» **Dataset extract**

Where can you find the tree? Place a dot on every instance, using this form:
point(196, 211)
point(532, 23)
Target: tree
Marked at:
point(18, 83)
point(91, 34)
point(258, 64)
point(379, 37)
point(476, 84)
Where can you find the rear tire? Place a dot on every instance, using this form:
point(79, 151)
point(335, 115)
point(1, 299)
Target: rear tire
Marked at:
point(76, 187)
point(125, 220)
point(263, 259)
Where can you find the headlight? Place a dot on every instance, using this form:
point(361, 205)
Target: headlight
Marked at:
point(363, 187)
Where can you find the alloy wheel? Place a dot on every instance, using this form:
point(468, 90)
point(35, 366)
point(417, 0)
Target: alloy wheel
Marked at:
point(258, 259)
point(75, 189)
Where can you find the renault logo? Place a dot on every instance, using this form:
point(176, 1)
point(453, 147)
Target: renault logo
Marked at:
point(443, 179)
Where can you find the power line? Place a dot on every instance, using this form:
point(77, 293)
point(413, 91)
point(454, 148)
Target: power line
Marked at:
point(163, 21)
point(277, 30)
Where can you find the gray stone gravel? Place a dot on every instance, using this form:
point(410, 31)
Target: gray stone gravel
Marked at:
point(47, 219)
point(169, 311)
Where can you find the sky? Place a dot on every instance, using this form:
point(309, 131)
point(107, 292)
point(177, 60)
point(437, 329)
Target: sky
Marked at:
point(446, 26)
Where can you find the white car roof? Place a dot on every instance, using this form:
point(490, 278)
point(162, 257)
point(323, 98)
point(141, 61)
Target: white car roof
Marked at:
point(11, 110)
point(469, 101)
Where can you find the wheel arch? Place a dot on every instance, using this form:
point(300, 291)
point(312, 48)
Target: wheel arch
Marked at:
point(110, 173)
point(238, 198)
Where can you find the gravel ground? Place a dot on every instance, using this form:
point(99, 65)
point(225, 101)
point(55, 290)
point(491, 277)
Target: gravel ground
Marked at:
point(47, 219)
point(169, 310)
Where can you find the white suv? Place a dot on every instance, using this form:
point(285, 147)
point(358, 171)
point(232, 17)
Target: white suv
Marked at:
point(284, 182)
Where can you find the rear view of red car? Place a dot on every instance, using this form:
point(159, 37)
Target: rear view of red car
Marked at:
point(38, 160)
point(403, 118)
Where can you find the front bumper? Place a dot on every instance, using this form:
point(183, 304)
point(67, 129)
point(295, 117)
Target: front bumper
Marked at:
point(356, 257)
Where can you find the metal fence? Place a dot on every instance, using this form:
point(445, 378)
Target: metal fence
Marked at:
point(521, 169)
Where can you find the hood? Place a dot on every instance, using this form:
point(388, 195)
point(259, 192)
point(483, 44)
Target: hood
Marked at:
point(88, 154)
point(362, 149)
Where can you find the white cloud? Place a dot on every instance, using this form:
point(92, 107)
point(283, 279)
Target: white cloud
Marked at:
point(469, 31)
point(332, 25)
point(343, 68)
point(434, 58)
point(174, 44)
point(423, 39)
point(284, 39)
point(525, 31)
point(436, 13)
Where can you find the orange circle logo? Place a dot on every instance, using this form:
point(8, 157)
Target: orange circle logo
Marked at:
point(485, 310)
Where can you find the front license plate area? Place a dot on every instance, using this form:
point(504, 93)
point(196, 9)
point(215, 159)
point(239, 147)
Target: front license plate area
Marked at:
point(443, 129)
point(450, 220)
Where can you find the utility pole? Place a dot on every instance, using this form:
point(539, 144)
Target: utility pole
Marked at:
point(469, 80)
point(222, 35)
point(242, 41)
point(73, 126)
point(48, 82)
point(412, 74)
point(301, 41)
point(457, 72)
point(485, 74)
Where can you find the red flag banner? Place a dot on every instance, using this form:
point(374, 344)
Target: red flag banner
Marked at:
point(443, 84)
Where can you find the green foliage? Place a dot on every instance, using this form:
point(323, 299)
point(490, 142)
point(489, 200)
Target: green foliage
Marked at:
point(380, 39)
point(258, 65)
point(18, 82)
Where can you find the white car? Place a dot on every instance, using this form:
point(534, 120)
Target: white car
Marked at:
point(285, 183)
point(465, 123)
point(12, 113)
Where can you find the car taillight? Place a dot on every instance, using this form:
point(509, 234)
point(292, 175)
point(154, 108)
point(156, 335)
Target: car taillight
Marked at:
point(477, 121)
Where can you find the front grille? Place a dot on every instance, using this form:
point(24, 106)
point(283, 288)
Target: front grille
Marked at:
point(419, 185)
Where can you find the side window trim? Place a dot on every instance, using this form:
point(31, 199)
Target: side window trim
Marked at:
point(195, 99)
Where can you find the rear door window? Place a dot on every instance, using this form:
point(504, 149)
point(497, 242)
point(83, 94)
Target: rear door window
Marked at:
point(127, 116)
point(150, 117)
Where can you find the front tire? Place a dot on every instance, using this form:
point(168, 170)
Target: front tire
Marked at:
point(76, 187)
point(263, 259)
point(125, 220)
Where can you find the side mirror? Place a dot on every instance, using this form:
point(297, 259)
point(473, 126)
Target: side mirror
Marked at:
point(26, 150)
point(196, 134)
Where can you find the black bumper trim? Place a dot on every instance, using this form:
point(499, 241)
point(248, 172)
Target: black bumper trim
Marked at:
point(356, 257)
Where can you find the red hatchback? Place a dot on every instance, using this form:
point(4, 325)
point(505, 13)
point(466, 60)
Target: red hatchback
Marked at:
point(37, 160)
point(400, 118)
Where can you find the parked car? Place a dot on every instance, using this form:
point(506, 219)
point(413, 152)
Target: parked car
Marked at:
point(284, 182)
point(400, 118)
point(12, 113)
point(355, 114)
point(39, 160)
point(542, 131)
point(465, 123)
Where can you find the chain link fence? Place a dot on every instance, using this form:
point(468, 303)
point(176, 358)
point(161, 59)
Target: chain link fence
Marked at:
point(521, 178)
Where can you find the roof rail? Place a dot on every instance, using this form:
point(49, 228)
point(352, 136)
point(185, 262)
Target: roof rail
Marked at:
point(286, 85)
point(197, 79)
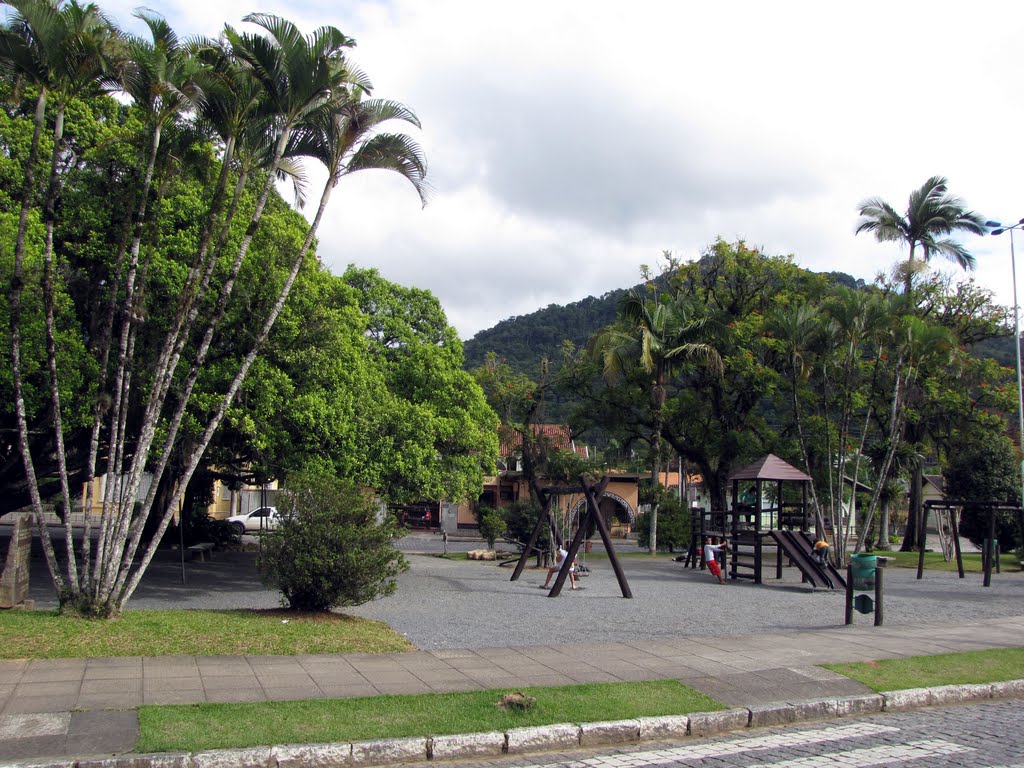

» **Exercise**
Rewrite the listing from the line with "Where can you find the utility" up to and including the line with "point(485, 74)", and shift each coordinate in the marked answer points by -53. Leave the request and its sample point unchanged.

» **Response**
Where can you find the utility pole? Place a dot on every instance, using this form:
point(539, 144)
Target: utility pole
Marked at:
point(416, 27)
point(169, -18)
point(189, -12)
point(20, 73)
point(-5, 29)
point(359, 21)
point(248, -12)
point(404, 19)
point(432, 21)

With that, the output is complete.